Copy the records that follow exactly as written, but not their pictures.

Pointing and labeling entries:
## BEGIN

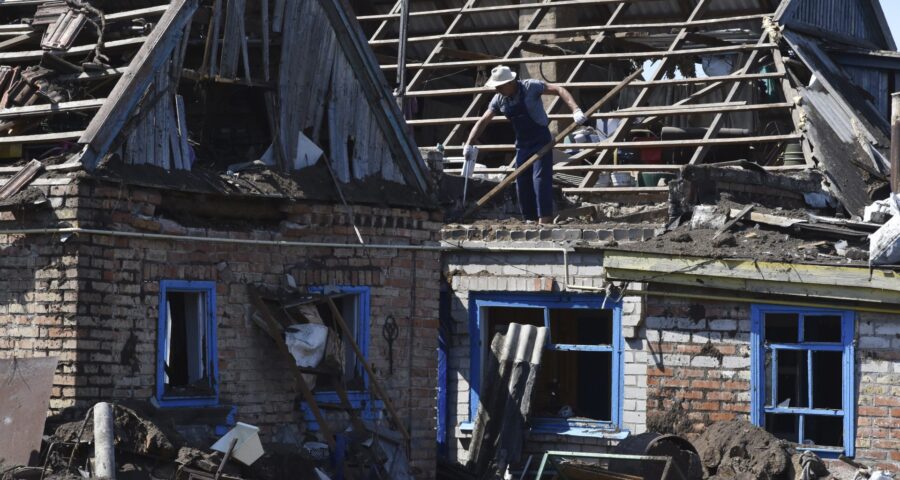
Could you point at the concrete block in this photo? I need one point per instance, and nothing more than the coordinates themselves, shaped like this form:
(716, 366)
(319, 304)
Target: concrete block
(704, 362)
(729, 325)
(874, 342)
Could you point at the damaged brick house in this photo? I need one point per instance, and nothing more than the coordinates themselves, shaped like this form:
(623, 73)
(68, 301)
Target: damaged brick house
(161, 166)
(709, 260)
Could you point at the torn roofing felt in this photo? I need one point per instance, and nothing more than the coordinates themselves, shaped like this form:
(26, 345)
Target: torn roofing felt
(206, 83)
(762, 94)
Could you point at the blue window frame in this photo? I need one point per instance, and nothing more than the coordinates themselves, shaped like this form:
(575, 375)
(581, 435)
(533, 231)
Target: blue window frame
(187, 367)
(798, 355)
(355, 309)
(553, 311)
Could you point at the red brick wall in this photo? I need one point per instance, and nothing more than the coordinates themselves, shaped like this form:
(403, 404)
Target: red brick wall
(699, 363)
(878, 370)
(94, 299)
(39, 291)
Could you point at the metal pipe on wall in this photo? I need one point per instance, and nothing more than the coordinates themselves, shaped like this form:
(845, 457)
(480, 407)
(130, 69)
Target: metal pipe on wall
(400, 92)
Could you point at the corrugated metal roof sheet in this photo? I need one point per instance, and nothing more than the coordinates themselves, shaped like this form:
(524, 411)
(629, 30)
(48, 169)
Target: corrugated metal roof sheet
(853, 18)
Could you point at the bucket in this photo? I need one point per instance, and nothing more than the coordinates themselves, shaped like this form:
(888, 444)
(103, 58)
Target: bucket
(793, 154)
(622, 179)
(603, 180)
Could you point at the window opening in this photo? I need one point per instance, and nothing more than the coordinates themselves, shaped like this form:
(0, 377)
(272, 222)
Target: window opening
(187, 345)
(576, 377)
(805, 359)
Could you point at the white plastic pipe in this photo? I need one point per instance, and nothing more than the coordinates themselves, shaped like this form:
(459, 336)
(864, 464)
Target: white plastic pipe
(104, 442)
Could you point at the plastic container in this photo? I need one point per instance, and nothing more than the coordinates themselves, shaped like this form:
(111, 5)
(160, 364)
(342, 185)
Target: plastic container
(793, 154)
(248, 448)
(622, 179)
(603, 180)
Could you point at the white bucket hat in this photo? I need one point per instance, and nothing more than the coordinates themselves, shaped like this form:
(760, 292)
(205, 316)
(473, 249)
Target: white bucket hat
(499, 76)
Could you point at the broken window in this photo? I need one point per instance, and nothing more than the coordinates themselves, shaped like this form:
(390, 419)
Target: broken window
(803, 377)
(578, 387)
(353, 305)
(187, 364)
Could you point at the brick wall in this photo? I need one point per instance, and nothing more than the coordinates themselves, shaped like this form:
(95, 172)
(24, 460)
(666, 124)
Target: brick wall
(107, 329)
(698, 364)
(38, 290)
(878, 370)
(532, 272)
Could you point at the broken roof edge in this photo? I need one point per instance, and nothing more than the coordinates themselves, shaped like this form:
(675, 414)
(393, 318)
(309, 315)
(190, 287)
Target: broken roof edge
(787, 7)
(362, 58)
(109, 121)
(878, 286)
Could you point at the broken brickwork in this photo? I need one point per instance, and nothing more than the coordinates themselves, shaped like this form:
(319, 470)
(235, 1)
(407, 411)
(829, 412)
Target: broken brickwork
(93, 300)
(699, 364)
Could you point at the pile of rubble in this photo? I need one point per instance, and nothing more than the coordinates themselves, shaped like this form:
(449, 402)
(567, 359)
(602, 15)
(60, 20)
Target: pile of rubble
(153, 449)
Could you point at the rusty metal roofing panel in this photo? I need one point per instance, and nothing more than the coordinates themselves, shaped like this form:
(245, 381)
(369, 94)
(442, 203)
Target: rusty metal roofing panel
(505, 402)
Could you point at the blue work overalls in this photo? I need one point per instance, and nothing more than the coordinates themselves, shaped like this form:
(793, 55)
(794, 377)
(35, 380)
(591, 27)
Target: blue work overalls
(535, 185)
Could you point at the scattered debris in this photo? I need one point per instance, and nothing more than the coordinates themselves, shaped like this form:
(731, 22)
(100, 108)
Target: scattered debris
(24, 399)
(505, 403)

## END

RESPONSE FOR THIS EXERCISE:
Could you point at the concrete block in this photo? I need one point per instance, and nothing more than the coordinates themselves, shaped like this form:
(716, 366)
(319, 304)
Target: concrete block
(704, 362)
(729, 325)
(874, 342)
Could you point at the damaged brick house in this photo? I need one point per instance, and nothing more than the coordinates themselves, shaped like this form:
(623, 73)
(68, 301)
Target: damaged brick house
(161, 166)
(709, 260)
Could you point at the torn roofing felt in this photo? I need one point per instance, and nothing more than the coordinates themselves, shaped like this form:
(26, 345)
Target: torn roofing felt
(206, 83)
(762, 94)
Could you point at the blue window frame in this photo? I need one point per instance, and nothing more than the coordinates themselves, shaped like this form:
(575, 375)
(581, 435)
(533, 231)
Target: blue window frame
(187, 367)
(798, 355)
(355, 309)
(553, 311)
Could you point at the red brick wall in this photo? I need one point per instance, and nothing more than the coordinates themselves, shaped like this form:
(403, 404)
Target: red brick wall
(699, 363)
(878, 370)
(94, 299)
(39, 291)
Could you point at the metal pipe on wall in this photo? I need one point per instance, and nothing more than the coordinates themselves, shaped like this form:
(845, 457)
(480, 407)
(130, 69)
Target: metal pipe on wall
(400, 92)
Could you point at the corrugated metal roof sheet in this photo? I need one point per instance, and nothing more than the coordinates themselves, shaped like this form:
(524, 411)
(629, 30)
(48, 169)
Target: corrugated metal roof sheet
(853, 18)
Could you point at the bucket in this photo? I need one point per instance, and nothing more than the coordinates themselves, shaped like this form:
(888, 444)
(103, 58)
Target: bucket
(793, 154)
(622, 179)
(603, 180)
Could you point at the window opening in this photo? I need one point per instance, and nothing more than the coordinates themselves, shaped like this form:
(0, 377)
(272, 222)
Target: window opening
(187, 345)
(576, 377)
(805, 359)
Could you point at the white plastic pipe in this photo? I need one point per instance, and nothing more than the coordinates themselves, shaped like this form:
(459, 336)
(864, 464)
Target: white plastic pipe
(104, 442)
Could you point at the plastic container in this photo? I need one point per instance, and nothing more than the coordinates themselves, shaped like this form:
(111, 5)
(160, 364)
(342, 185)
Target: plastic container
(793, 154)
(248, 448)
(622, 179)
(603, 180)
Could you point at the white bucket hat in this photo? I need one point per instance, and nothing more than the coordinates themselves, shaped like this form:
(760, 292)
(205, 316)
(473, 249)
Target: white bucket hat
(499, 76)
Could you point at the broken window in this photo? I need one point per instance, and nothing more than the coordinates themselves, shaped like this form:
(390, 419)
Target: broken window
(803, 377)
(578, 387)
(353, 305)
(187, 364)
Could you point at the brick wall in this photo? I need one point per instance, and nothing more than the coordinates themselves, shaped like this form:
(95, 172)
(24, 460)
(666, 124)
Target: brick wall
(107, 329)
(698, 364)
(38, 290)
(878, 370)
(532, 272)
Could you point at the broken roof edge in this photo? I need one point per instance, and nothing more than the coordinates themselves, shaped like this form:
(675, 414)
(393, 318)
(309, 315)
(190, 287)
Target: broken roof edge
(787, 7)
(362, 58)
(109, 121)
(878, 286)
Could you point at the broken brickwork in this photo? I need one point per instance, and nothing more than the coordinates themselves, shaped like this form:
(319, 470)
(235, 1)
(407, 411)
(829, 412)
Target: broken brickwork
(93, 300)
(699, 364)
Could you point at the pile of rubble in this photo? I need one point per instance, and nothing more than the coordinates themselves, shaped like this form:
(449, 402)
(567, 359)
(602, 15)
(60, 20)
Target: pile of rubble
(153, 449)
Could you point at the rusty metal roofing panel in this photo? I need one point per instance, and nothing more than the coordinates themselves, shaped like this form:
(245, 381)
(369, 94)
(442, 203)
Target: rusty metal roofing panel
(505, 402)
Could you point at the blue work overalls in this photo? I need one point per instance, and nothing more than the coordinates themselves, shaped like this form:
(793, 55)
(794, 377)
(35, 380)
(591, 27)
Target: blue work overalls
(535, 185)
Could you point at the scattered debris in this photo? I need one point per instance, and nothing more than the coordinates themselves, shaped like this form:
(731, 22)
(100, 108)
Target: scattered debris
(24, 399)
(505, 403)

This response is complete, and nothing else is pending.